Directions =>
Every line of the data below that holds the string "street" needs to be reported.

+--

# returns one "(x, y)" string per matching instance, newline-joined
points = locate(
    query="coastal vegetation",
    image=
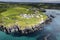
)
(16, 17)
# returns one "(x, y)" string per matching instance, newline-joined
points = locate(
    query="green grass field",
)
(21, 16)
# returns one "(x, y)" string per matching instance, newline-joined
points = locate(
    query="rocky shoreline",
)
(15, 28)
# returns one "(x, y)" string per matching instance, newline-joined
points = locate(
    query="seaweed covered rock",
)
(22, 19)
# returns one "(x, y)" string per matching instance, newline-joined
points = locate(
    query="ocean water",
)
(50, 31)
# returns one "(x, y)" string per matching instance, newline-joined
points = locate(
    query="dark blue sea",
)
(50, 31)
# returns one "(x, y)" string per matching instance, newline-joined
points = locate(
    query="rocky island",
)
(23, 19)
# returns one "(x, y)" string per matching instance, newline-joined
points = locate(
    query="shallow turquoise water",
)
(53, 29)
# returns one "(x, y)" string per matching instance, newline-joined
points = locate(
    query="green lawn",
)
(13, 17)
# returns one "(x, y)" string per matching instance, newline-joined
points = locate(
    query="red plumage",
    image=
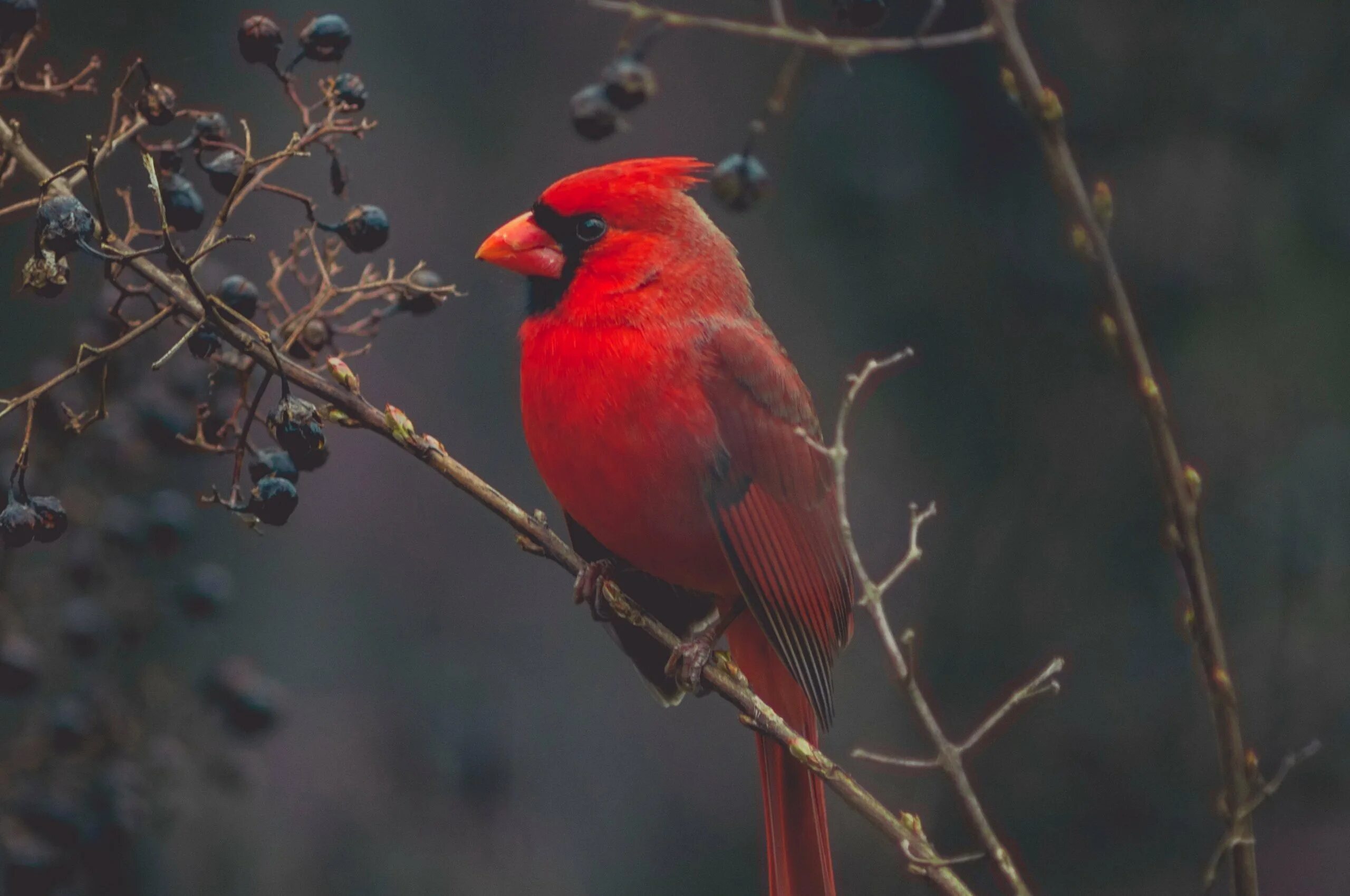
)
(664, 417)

+--

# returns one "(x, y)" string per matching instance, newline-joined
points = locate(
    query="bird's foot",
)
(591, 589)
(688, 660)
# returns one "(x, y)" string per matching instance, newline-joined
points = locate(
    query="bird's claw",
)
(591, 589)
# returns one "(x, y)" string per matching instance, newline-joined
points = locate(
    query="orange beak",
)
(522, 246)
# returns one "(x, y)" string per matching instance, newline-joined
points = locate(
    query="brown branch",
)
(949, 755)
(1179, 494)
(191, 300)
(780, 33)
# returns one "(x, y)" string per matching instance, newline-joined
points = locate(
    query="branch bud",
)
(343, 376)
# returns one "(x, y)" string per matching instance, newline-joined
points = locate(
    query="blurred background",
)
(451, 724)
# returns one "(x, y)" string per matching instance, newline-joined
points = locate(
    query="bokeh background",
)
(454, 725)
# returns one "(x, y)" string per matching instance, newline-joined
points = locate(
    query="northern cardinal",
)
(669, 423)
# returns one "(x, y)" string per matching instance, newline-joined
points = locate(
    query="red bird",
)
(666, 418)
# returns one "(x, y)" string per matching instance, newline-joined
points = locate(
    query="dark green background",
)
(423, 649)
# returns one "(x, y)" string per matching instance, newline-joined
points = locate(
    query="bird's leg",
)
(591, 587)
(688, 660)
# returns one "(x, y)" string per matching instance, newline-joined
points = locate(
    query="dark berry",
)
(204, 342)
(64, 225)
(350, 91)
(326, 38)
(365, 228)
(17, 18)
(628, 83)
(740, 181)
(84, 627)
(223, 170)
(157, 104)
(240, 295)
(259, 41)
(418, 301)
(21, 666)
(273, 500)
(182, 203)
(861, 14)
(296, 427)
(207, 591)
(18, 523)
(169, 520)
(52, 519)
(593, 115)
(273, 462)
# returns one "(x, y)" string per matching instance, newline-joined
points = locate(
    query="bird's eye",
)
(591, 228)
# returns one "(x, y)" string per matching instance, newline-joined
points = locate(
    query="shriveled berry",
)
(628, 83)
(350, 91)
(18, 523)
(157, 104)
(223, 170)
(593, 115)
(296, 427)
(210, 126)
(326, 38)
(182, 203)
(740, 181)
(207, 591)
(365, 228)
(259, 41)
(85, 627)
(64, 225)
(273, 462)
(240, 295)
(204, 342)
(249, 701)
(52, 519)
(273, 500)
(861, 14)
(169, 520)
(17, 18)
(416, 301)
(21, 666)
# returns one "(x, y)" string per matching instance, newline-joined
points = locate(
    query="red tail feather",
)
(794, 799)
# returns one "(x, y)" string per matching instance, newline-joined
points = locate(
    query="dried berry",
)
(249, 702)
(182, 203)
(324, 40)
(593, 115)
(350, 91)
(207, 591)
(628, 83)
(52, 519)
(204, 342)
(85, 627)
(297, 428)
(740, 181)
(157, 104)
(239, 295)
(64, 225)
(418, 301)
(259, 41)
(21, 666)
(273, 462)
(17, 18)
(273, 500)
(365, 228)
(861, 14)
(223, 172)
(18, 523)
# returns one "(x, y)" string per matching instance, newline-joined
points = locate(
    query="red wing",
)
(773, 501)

+--

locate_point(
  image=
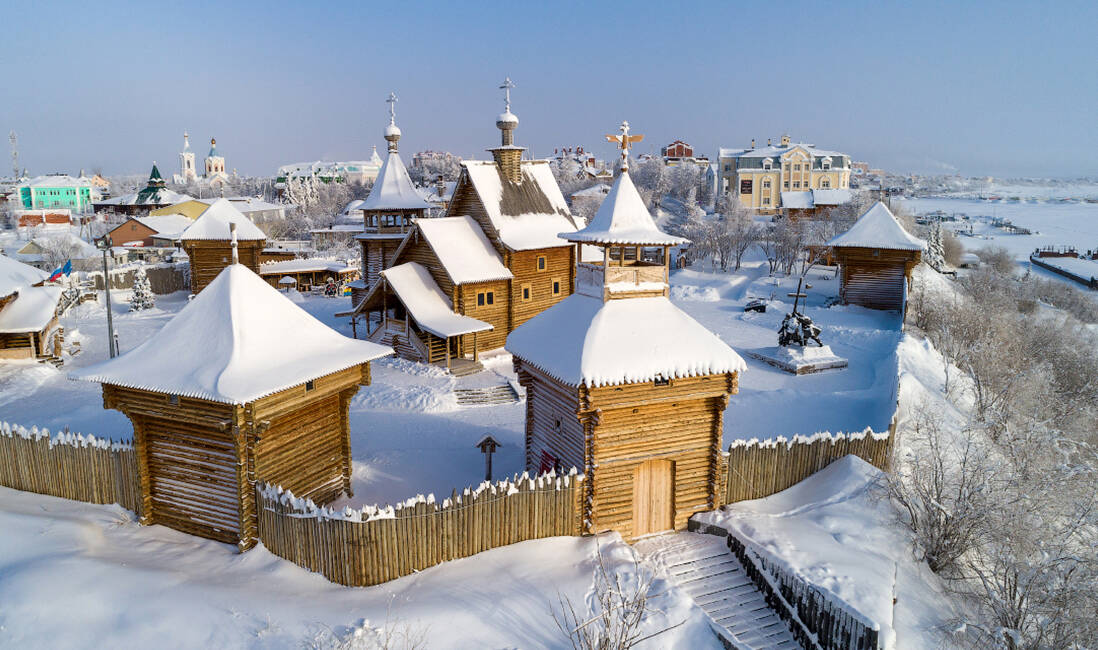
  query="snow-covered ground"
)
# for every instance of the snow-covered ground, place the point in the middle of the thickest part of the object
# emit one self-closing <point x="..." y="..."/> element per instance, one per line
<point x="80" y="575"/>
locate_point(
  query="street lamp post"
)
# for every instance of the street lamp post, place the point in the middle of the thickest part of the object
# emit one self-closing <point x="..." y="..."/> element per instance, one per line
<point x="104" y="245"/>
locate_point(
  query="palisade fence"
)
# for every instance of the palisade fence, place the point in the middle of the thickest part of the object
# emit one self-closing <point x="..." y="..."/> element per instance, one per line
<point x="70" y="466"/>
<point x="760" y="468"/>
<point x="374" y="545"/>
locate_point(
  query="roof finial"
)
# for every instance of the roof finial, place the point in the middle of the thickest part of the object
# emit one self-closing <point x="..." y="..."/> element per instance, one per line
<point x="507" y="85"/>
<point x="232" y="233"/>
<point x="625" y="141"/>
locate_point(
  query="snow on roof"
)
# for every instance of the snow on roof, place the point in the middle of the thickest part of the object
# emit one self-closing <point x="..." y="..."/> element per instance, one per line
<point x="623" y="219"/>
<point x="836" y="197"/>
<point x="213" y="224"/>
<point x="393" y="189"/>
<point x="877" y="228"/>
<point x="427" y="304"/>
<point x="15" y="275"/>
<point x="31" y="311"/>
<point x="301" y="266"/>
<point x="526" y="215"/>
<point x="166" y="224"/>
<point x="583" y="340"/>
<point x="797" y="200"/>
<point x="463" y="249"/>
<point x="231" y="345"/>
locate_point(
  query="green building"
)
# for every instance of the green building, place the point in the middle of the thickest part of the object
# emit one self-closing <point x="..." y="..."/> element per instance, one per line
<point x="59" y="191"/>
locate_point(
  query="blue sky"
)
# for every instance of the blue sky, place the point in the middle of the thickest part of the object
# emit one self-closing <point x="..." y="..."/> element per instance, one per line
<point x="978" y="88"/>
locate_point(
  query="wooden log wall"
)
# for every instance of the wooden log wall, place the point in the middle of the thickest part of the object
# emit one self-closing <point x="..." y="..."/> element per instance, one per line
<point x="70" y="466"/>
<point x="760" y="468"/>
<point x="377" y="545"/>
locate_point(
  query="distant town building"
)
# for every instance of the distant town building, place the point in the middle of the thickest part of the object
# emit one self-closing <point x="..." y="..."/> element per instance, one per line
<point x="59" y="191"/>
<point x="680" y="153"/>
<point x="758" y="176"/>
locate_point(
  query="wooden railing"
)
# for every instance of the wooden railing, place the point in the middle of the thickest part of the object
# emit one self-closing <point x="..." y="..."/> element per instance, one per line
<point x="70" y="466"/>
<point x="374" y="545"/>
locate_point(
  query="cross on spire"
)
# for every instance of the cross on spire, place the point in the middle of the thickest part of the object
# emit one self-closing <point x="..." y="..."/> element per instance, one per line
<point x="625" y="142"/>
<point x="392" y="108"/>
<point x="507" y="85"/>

+--

Answer section =>
  query="street lamp post"
# for every instance of the street lamp post, place the point in the middle of the thickest part of the object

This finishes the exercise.